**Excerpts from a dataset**
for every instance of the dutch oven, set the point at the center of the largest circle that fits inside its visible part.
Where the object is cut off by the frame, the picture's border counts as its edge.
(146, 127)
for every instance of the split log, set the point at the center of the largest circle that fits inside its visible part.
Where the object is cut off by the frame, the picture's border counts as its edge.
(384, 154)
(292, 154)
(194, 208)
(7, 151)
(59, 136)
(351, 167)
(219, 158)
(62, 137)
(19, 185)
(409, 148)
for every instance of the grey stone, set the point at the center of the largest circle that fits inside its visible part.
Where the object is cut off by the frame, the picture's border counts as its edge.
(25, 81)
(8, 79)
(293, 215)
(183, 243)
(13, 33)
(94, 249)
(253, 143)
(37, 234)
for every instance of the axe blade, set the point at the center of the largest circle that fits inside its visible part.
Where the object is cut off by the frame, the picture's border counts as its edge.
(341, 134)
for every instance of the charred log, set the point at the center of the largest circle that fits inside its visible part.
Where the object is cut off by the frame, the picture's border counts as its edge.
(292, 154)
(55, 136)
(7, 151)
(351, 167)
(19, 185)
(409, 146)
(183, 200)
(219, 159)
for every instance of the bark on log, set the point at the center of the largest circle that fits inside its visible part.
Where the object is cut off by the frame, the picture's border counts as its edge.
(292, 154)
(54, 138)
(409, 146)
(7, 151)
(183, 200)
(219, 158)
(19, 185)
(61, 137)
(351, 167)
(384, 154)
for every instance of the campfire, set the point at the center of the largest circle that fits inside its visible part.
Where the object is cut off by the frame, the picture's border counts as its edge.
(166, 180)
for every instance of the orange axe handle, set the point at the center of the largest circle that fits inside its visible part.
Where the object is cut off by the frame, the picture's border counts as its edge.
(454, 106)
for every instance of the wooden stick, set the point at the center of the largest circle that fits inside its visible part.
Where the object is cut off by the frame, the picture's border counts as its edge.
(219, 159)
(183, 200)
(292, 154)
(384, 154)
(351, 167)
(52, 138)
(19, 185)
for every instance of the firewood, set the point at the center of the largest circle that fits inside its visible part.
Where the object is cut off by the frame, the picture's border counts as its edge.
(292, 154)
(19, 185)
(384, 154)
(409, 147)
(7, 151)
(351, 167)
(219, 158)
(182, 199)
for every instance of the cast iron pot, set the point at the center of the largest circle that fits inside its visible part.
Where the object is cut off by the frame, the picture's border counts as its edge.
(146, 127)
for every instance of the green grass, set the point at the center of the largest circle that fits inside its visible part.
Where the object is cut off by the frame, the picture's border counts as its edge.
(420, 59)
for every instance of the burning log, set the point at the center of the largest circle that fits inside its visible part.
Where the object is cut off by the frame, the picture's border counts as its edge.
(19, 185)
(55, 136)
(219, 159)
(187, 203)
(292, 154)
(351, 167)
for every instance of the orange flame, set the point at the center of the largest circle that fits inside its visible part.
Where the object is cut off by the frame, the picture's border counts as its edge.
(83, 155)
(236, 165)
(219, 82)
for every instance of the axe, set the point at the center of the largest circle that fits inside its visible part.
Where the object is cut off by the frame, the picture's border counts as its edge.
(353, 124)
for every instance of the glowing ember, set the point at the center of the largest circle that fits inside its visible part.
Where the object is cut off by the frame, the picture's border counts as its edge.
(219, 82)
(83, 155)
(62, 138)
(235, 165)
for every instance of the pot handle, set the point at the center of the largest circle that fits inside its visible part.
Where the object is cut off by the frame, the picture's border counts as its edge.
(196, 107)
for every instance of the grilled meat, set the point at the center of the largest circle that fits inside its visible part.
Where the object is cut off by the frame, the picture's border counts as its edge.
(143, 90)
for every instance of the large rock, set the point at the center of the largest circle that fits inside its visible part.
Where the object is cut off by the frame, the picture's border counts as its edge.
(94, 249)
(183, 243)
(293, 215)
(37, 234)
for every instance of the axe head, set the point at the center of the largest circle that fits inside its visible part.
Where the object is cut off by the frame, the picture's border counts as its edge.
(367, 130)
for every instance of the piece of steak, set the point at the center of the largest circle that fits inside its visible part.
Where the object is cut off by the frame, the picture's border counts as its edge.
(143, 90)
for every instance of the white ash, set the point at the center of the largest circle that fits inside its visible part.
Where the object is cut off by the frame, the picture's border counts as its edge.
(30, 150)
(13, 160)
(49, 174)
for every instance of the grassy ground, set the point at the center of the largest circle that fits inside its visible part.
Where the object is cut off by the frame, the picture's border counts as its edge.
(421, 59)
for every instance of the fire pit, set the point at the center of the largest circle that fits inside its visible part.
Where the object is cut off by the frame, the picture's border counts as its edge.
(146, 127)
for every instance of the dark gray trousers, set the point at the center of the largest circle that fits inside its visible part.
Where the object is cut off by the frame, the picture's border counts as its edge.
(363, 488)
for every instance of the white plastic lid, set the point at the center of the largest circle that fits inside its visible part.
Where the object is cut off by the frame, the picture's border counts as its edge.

**Work request**
Retype all of the data exactly, so that nothing differs from what is given.

**Answer section**
for every instance of the dutch oven, set the point at the center of the largest circle that fits inside its visible part.
Where the object is cut off by the frame, the picture's border counts as its edge.
(146, 127)
for every instance of the split log, set the point at the center of the largest circle that fits inside its visible part.
Where the object is cut off by the frame, the picture's border counts as its edge.
(384, 154)
(292, 154)
(194, 208)
(7, 151)
(59, 136)
(351, 167)
(219, 158)
(62, 137)
(19, 185)
(409, 148)
for every instance of the grey stone, set the point at the center of the largest circle that fits inside its visible part.
Where the object is cut off by the frame, the picture's border counts as its edge.
(25, 81)
(8, 79)
(293, 215)
(183, 243)
(13, 33)
(94, 249)
(253, 143)
(37, 234)
for every instance of the axe blade, set the point at the center of the largest circle that fits inside its visible part.
Where the object is cut off by the frame, the picture's border counts as its edge.
(341, 134)
for every instance of the charred log, set the point at the center of the largest circle that fits inside its visible part.
Where the object is cut off by the frame, the picture's border counts as its edge.
(292, 154)
(55, 136)
(7, 151)
(351, 167)
(19, 185)
(409, 146)
(183, 200)
(219, 159)
for every instance of the bark on log, set the point at the center of the largest circle that fits inside its visible part.
Where the object is cut off by the frame, the picture's border counts as its edge.
(292, 154)
(54, 138)
(409, 146)
(7, 151)
(183, 200)
(219, 158)
(19, 185)
(61, 137)
(351, 167)
(384, 154)
for every instance of the campfire, set the point at the center of the largest circle that fits inside its visible part.
Where the object is cut off by the frame, the picture's border counts as its edge.
(166, 180)
for every instance of the orange axe handle, set the point at the center of the largest circle that fits inside its visible part.
Where the object is cut off by the frame, the picture's border counts as its edge.
(454, 106)
for every instance of the wooden stick, set the point at the center of the largest circle that fits inside its visible part.
Where the object is cut off by the frame, the picture's border counts as its edge.
(219, 159)
(183, 200)
(292, 154)
(384, 154)
(351, 167)
(52, 138)
(19, 185)
for every instance of the firewood, set the point at the center of the largest circle that fits inside its visible part.
Where the object is cut off by the frame, the picture's border counts as its edge.
(292, 154)
(19, 185)
(384, 154)
(409, 147)
(7, 151)
(351, 167)
(219, 158)
(182, 199)
for every instance of the cast iron pot, set the point at the center of the largest circle that fits inside its visible part.
Where the object is cut off by the frame, the picture's border counts as its edge.
(146, 127)
for every instance of the green grass, set the point at the center of the largest circle that fits inside its visible part.
Where the object is cut off by the frame, the picture's border counts as its edge.
(420, 59)
for every instance of the burning log, set the point at the center of the largest circle that fits inside its visible part.
Where the object is cut off by the frame, the picture's border counts as its edge.
(19, 185)
(55, 136)
(219, 159)
(187, 203)
(292, 154)
(351, 167)
for every instance of the orange flame, set the point at the center of the largest circle that fits inside its visible part.
Where the object is cut off by the frame, the picture's border counts as its edge.
(83, 155)
(236, 165)
(219, 82)
for every instance of the axe, set the point at the center of the largest circle that fits inside its visible part.
Where the object is cut off by the frame, the picture's border counts as its edge.
(353, 124)
for every instance of the glowing ember, set the point at the center of the largest circle that fits inside its visible part.
Where the object is cut off by the frame, the picture's border counts as its edge.
(219, 82)
(83, 155)
(62, 138)
(235, 165)
for every instance of the pot handle, set the point at the center of the largest circle that fits inside its visible part.
Where the object is cut off by the frame, the picture's border counts as its edge.
(196, 107)
for every instance of the grilled meat, set the point at the center of the largest circle that fits inside its visible part.
Where the object is cut off by the frame, the picture's border counts as its edge.
(143, 90)
for every instance of the large rock, set the point at the center of the largest circle that fits inside its visible part.
Where the object is cut off by the frame, the picture's border counts as its edge.
(94, 249)
(183, 243)
(293, 215)
(37, 234)
for every instance of the axe head, set the point at the center of the largest circle that fits inside its visible part.
Where the object is cut off by the frame, the picture's border counts as its edge.
(367, 130)
for every instance of the piece of steak, set the point at the center of the largest circle that fits inside its visible part.
Where the object is cut off by the frame, the picture's border counts as its edge.
(143, 90)
for every instance of the white ash, set the point at the center of the largest circle that fits inside its visible part.
Where the object is cut off by the frame, the picture's border counts as its edge.
(30, 150)
(13, 160)
(49, 174)
for every instance of the grassy ground, set the point at the center of the largest circle that fits inside its visible part.
Where the object is cut off by the frame, the picture's border counts as its edge.
(421, 59)
for every instance of the fire pit, set the point at the center of the largest circle that fits inside its visible part.
Where the object is cut off by the frame, the picture's border counts as its edge.
(146, 127)
for every instance of the dark gray trousers, set the point at the center of the largest circle that fits inside its visible part.
Where the object is cut off by the frame, the picture's border counts as its edge.
(363, 488)
for every instance of the white plastic lid, set the point at the center of the largest circle that fits inside its visible part.
Where the object is cut off by the frame, the picture's border counts as its edge.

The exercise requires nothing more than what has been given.